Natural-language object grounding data
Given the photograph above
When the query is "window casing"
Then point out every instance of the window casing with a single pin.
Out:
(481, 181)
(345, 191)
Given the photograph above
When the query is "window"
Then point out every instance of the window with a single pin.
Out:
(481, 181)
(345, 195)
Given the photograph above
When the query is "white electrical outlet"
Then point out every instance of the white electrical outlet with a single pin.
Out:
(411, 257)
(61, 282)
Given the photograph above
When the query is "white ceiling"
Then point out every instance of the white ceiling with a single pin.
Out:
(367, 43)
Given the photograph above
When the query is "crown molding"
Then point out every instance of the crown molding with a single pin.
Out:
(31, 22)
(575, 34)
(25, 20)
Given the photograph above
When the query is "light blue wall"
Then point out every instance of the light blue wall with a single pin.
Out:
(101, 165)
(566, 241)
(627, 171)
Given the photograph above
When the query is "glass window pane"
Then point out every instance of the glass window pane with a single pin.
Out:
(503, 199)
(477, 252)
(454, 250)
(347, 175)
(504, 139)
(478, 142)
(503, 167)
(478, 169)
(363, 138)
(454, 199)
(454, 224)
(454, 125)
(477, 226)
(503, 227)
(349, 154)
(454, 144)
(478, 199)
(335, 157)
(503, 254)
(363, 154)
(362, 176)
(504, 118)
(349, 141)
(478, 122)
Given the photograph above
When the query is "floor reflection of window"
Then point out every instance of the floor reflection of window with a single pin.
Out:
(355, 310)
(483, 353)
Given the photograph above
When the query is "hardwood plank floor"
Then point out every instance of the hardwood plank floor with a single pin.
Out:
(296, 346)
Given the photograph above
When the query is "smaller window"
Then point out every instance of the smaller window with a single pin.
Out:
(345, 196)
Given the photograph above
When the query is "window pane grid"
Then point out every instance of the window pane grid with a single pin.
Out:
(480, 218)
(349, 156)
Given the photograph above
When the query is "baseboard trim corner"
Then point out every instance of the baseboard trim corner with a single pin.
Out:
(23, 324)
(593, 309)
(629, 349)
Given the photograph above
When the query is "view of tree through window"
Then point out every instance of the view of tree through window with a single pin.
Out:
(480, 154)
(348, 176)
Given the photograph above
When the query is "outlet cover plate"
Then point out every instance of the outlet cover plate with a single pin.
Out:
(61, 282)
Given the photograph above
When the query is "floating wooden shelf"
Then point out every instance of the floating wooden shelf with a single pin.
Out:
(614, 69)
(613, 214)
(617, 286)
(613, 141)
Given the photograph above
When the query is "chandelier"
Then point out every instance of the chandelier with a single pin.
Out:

# Prompt
Once the records are read, print each of them exactly as written.

# Finished task
Given the photograph above
When the query is "window casing"
Then point out every instance of the window casing with a single pin.
Out:
(481, 181)
(345, 191)
Given the photograph above
When the query is "window"
Then point out every instance of the window with a single pin.
Out:
(481, 181)
(345, 195)
Given the photograph above
When the query is "white electrical outlet"
Then point out every instance of the white electrical outlet with a single pin.
Out:
(411, 257)
(61, 282)
Given the photograph above
When the query is "white ceiling"
Then point out every instance of the white ceiling with a single pin.
Out:
(367, 43)
Given the photograph above
When the query is "crown molding"
Then point out every instance of the crown molding with a single pin.
Out:
(31, 22)
(575, 34)
(25, 20)
Given the photograph above
When the query is "light blue wall"
Then point out every instance of the light blue wall with a single pin.
Out:
(101, 165)
(566, 241)
(627, 171)
Given the photograph above
When the query is "glass window pane"
Then point out every instance of the glass window pane with a single pin.
Out:
(503, 199)
(477, 252)
(454, 250)
(347, 175)
(504, 139)
(478, 142)
(503, 167)
(478, 169)
(363, 138)
(454, 199)
(454, 224)
(454, 125)
(477, 226)
(503, 227)
(349, 154)
(454, 144)
(478, 199)
(335, 157)
(503, 254)
(363, 154)
(362, 176)
(504, 118)
(349, 141)
(478, 122)
Given the photograph above
When the query is "floor reflection of window"
Then point out every instance of the floor reflection of window with a single pin.
Out:
(355, 310)
(483, 353)
Given the photograph above
When the query is "hardwood plank floor"
Then point out every instance of the hardwood plank floor with a single pin.
Out:
(296, 346)
Given the photograph above
When the query is "smaller window"
Then point out every instance of the smaller window with a single pin.
Out:
(345, 196)
Given the photograph above
When the query is "window pane grid"
Then point out every instance of the window pane grid with a single pin.
Out:
(480, 218)
(349, 156)
Given the photograph above
When the query is "baseboard trim corner"
Then point out every instance of the baseboard trim corner with a single pin.
Out:
(23, 324)
(593, 309)
(629, 349)
Given the photograph above
When the query is "view of tree through window"
Then point out every instance of the view of tree through window with a single pin.
Out:
(480, 154)
(348, 176)
Given the photograph above
When the query is "outlet cover plate"
Then point out every instance of the outlet cover plate with a single pin.
Out:
(61, 282)
Given the photograph above
When the query is "floating wooden shelf"
Then point out every instance of the floating wooden shelf with a single pin.
Out:
(614, 69)
(613, 214)
(617, 286)
(613, 141)
Given the photograph above
When the query is "chandelier"
Then point out every instance of the chandelier with a single pin.
Out:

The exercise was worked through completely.